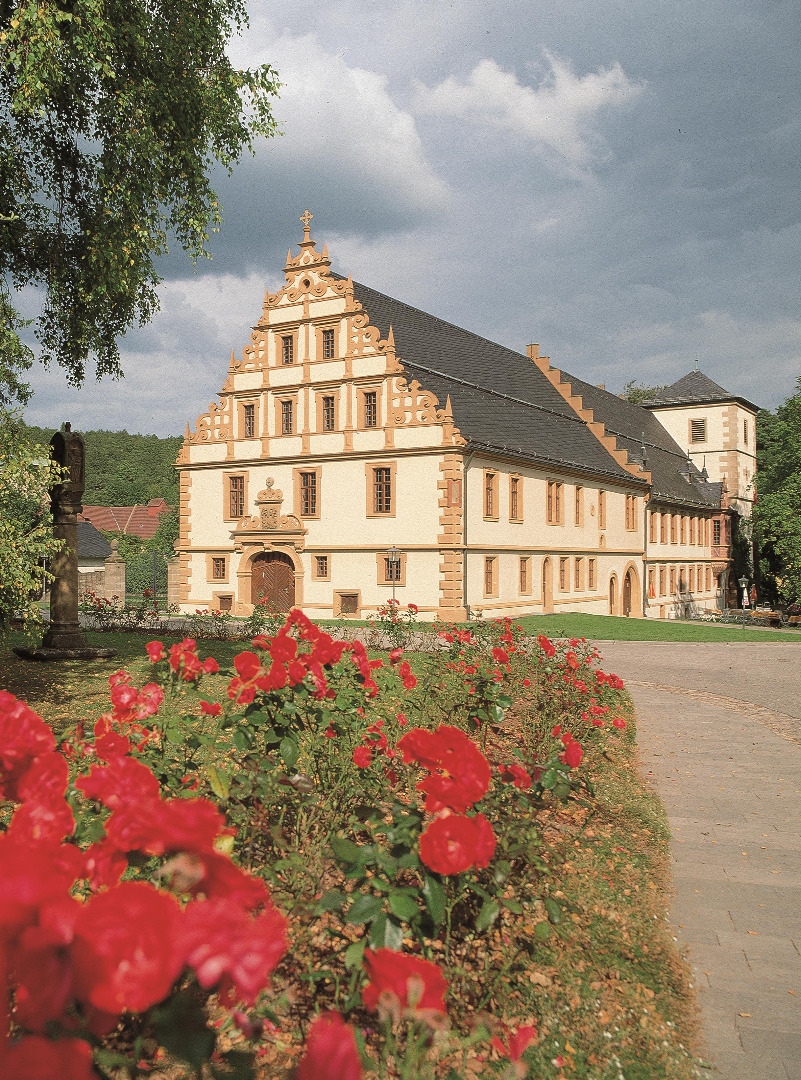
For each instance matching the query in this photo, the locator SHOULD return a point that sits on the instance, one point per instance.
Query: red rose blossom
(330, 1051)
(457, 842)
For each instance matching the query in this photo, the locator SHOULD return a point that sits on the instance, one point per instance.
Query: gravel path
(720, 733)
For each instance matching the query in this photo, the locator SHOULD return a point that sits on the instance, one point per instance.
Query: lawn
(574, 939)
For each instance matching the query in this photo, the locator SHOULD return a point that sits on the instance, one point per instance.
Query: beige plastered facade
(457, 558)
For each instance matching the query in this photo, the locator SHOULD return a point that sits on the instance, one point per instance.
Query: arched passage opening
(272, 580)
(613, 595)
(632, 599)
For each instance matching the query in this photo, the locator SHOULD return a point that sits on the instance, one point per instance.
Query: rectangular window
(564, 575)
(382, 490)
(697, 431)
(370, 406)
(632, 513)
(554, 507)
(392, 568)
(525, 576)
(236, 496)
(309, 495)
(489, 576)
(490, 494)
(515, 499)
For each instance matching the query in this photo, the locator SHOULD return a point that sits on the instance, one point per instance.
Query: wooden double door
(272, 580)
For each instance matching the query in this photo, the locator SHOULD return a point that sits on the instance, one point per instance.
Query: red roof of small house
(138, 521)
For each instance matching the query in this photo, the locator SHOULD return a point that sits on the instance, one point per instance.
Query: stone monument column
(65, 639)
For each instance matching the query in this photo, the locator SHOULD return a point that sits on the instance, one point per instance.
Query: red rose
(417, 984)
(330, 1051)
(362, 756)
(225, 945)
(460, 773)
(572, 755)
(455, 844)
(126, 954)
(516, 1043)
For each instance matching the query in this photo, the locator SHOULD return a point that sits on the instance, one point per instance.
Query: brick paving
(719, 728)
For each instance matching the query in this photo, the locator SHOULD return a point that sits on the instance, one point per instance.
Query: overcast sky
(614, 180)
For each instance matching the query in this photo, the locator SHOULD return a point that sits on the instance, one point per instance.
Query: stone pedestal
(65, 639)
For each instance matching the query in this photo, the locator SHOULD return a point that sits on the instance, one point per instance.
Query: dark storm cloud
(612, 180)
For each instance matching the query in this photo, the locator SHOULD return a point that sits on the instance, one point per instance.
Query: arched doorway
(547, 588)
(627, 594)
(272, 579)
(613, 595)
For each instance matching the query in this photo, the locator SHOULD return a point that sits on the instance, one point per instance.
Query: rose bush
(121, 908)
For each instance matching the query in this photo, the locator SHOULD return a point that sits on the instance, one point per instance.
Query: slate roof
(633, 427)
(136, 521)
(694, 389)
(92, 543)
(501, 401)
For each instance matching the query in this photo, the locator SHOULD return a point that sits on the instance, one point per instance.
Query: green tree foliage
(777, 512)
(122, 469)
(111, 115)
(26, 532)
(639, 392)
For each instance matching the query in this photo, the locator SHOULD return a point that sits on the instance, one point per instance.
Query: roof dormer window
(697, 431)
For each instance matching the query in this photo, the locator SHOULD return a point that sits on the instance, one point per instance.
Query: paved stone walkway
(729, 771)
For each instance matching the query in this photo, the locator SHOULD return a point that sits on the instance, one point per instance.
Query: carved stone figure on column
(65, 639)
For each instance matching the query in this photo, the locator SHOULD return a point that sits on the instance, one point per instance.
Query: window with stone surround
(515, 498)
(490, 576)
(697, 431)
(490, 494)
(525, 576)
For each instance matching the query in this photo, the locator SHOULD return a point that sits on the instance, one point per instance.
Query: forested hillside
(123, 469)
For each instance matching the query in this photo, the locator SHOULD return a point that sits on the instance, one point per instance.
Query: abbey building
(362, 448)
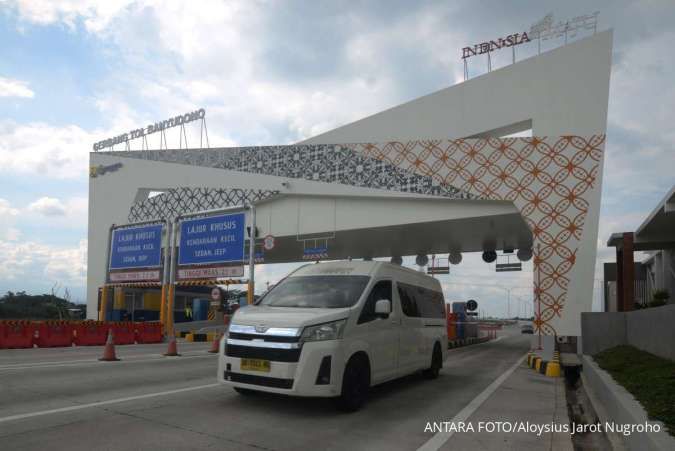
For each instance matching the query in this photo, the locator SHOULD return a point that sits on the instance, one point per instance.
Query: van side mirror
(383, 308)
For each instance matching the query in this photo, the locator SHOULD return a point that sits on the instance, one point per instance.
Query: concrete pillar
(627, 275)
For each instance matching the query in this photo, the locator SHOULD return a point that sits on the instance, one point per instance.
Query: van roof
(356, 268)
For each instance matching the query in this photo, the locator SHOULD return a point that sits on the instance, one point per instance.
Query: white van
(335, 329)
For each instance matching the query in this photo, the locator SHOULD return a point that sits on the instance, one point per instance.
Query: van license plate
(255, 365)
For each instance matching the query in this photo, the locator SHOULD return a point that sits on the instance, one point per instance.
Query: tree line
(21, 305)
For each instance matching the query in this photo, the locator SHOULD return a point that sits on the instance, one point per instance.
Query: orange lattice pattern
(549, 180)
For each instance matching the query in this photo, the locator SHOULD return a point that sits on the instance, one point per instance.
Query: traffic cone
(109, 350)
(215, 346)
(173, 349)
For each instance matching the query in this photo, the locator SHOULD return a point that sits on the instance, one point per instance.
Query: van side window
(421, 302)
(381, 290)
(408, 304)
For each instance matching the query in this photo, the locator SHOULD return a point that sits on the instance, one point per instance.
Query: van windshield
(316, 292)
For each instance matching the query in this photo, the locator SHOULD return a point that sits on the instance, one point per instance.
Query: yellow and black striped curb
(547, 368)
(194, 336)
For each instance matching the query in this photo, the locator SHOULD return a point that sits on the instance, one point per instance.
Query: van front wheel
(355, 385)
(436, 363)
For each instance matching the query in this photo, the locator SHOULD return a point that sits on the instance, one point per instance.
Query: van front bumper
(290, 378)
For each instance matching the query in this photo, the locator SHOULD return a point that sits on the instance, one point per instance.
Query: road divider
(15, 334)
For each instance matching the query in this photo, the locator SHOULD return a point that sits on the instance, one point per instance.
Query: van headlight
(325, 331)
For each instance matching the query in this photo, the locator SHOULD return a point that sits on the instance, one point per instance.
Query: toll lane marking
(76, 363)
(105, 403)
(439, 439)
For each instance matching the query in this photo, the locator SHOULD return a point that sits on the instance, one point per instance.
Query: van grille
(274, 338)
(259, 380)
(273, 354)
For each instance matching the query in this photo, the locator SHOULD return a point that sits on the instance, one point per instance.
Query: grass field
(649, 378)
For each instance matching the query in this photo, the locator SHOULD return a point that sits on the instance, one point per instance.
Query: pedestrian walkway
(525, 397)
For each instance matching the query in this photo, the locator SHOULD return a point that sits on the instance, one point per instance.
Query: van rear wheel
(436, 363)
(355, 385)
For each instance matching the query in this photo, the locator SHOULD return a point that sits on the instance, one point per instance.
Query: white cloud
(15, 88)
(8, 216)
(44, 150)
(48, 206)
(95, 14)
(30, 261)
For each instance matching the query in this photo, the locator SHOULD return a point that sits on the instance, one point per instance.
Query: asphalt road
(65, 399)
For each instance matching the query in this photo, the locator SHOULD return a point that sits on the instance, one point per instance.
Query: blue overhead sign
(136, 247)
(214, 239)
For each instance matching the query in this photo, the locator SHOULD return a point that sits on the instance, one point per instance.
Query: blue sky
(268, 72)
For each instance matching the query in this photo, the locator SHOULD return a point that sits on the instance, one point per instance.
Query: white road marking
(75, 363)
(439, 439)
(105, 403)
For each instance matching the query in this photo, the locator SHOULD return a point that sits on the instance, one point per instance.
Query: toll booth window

GOAL:
Omit every image. Quote each record exactly.

OUTPUT OF THE TASK:
For each instance matching the query in this photo, the locator SHOULD return a point that sits on the instance, one point per instance.
Query: red rose blossom
(330, 1051)
(457, 842)
For each instance matching the query in this photo, the locator SHOULD return a point that sits on the instance, one point per instance.
Query: gravel path
(720, 733)
For each instance matching the query in this photo, the locator SHOULD return a point that sits on the instance, one point per instance.
Query: lawn
(574, 939)
For each instance matching the query in this photo, the locator SHOULD return a point that sits on the instance, one point per instance.
Query: beige plastered facade
(457, 558)
For each instance matching the query in this photo, the locator SHOULD return a point that sits on the instance, one point per instance.
Query: arched passage opening
(272, 580)
(613, 595)
(632, 599)
For each instance matching the query in this photo, the locator SHOULD return a point that sits on the instance, one point per instance.
Query: rectangular window
(564, 575)
(382, 490)
(697, 431)
(370, 406)
(632, 513)
(554, 507)
(392, 568)
(525, 576)
(236, 496)
(309, 495)
(489, 576)
(490, 494)
(515, 499)
For each instance matching the query in this photo, the locator SHOULD return a point that sits on the instance, one point per instance.
Query: wooden double door
(272, 580)
For each instance matching the query in this photo, the locator SHOULD return a point that sits on the instance, one point per instance.
Query: red roof of small house
(138, 521)
For each instance matching the query in this photo, the locator SHOULD return a point that sits on the instance, one point per instance.
Query: stone monument column
(65, 639)
For each instance matching the query in this photo, the locator SHOULD return a point that sits on the instance, one point per instance.
Query: red rose
(417, 984)
(330, 1051)
(362, 756)
(225, 945)
(460, 773)
(572, 755)
(455, 844)
(126, 954)
(516, 1043)
For each instance matching the query in this photo, the locator SHOULD return a point that sits on the instance, one point per instance.
Query: brick paving
(719, 728)
For each instance matching the query in this photo, the locator SHOULD return a point that sits on the instance, one point per instance.
Query: overcast sky
(614, 180)
For each instance matching the query in this photo, the locator SHOULD return a point that sits on the instance, one point per instance.
Query: stone pedestal
(65, 639)
For each instance matching the query in this photo, the locator SHOULD return a point that sits on the instance, one point per instance.
Query: dark storm cloud
(612, 180)
For each instance matching the query in this photo, the locator SHOULD return a point that sits on the instance, one point per instance.
Query: arched doorway
(547, 588)
(627, 594)
(272, 579)
(613, 595)
For each instance matching the query in this photo, the locator SHOULD return a point that sits on the instance, one point per instance.
Query: rose bush
(121, 908)
For each instance matching the query in this photo, the locator SHOULD return a point that sits on the instance, one point per instance.
Query: slate roof
(633, 427)
(136, 521)
(694, 389)
(92, 543)
(501, 401)
For each instance matching the query in this photo, the locator SHOULD return a point that sits on the instance, one point per instance.
Query: green tree foliage
(777, 512)
(122, 469)
(111, 115)
(26, 532)
(639, 392)
For each instance matching the query in this photo, the locator SHOULD return a point that sits on the instance, one point per instance.
Query: roof dormer window
(697, 431)
For each instance matching the query in this photo, the locator SHOULD return a point that sits on the instance, one point per instance.
Query: paved stone walkway
(729, 771)
For each instance matching the query in this photo, the locator SHOULD return a point that sits on the instance, one point per instance.
Query: carved stone figure on column
(65, 639)
For each instance matching the query in this photo, the locator SHOULD return a point that sits on the instance, one point per instance.
Query: window with stone surround
(515, 498)
(490, 576)
(697, 431)
(490, 494)
(525, 576)
For each instance matching the query in this photo, the locator SHOULD return a point that sits on the instance, one point per instance.
Query: forested hillside
(123, 469)
For each instance matching the query in this photo, the locator SHOULD return a point that sits on the instance, one point per instance.
Query: abbey building
(362, 448)
For each instance matching the query in this photo, the locator SHOULD return a point that sits on the instance, one point per instance.
Query: van side mirror
(383, 308)
For each instance matching the query in this photo, the locator SHOULD return a point that sits on the instance, one point per instance.
Query: concrete pillar
(627, 275)
For each instance matching the query in this photo, the locator SHOULD return a point that sits on the instance, one point per instance.
Query: van roof
(356, 268)
For each instance matching the query in this photo, the locator SHOULD return a point that sits on the instance, one point per instance.
Query: white van
(335, 329)
For each instance matching the query in this photo, the locator SHOULD return a point that sits on the instance, one point per instance.
Query: van license plate
(255, 365)
For each instance matching the query in this photo, the locator SHOULD return a point that sits on the instance, one point per instance.
Query: tree line
(21, 305)
For each instance matching the query in this photo, the locator SHOULD return a point that sits on the instance, one point per instance.
Query: orange lattice pattern
(549, 180)
For each instance matching the query in this photo, the locator SHOULD return a point that sits on the instance, one point per instance.
Query: traffic cone
(109, 350)
(215, 346)
(173, 349)
For each instance matching the query in this photo, the locator SHOULD return a point that sits on the instance, one point per instance.
Query: van side window
(421, 302)
(381, 290)
(408, 304)
For each instance matching the query in this photo, the locator SHOULD return a point that sits on the instance, one point per instance.
Query: van windshield
(316, 292)
For each instance matching the query in this photo, the locator SHOULD return a point that sits on the instance, one point per instance.
Query: yellow and black striped curb
(547, 368)
(194, 336)
For each instance matching the query in this photo, the locator SHOULD return a point that sits on the instance, one point per instance.
Query: van front wheel
(355, 385)
(436, 363)
For each instance matching the query in this photo, the locator SHOULD return a point that sits on the instance, one point per instance.
Query: van front bumper
(290, 378)
For each instance matching the query in this photo, the locator SHOULD return a point that sits on the instance, one point per instance.
Query: road divider
(15, 334)
For each instance matching the query in this photo, the locator SHOULD return a point that sits on the instance, one point per instance.
Query: van headlight
(325, 331)
For each instance matching the query in this photo, the locator SHOULD return a point that sits on the instance, one point per instance.
Query: toll lane marking
(76, 363)
(105, 403)
(439, 439)
For each instance matching the query in this photo, the locator SHOULD return a point that sits on the instance, one point per instance.
Query: van grille
(274, 338)
(259, 380)
(273, 354)
For each instance matching the query in this photo, the locator SHOULD return a point that sits on the instance, one point per instance.
Query: grass field
(649, 378)
For each instance matching the query in this photo, the locator SHOULD return a point that sits on the instance, one point per instance.
Query: pedestrian walkway
(525, 397)
For each instance matching the query in this photo, the locator SHOULD return a point that sits on the instance, one point per instance.
Query: van rear wheel
(436, 363)
(355, 385)
For each instance matching the query in this photo, the locator SHOULD return a point that sits on the instance, one point per instance.
Query: white cloud
(15, 88)
(8, 216)
(44, 150)
(48, 206)
(95, 14)
(30, 261)
For each instance matching the query in this photo, the locator SHOULD return a point that sits on the instance, one point per instance.
Query: asphalt road
(65, 399)
For each instance matching the query in this photo, the locator SHOULD return a point that sits on the instance, one point per instance.
Query: blue overhead sign
(136, 247)
(214, 239)
For each instance matching the query in this photo, the locator SHOULD return a point that sits on the instance, one point per instance.
Query: blue sky
(268, 72)
For each instance matching the query in this photo, the locator SHOULD return a point that sits on the instance, one point per instance.
Query: white road marking
(75, 363)
(439, 439)
(105, 403)
For each instance matching the query in this photo, the locator SHOULD return a point that sits on the instance, one point per instance.
Query: toll booth window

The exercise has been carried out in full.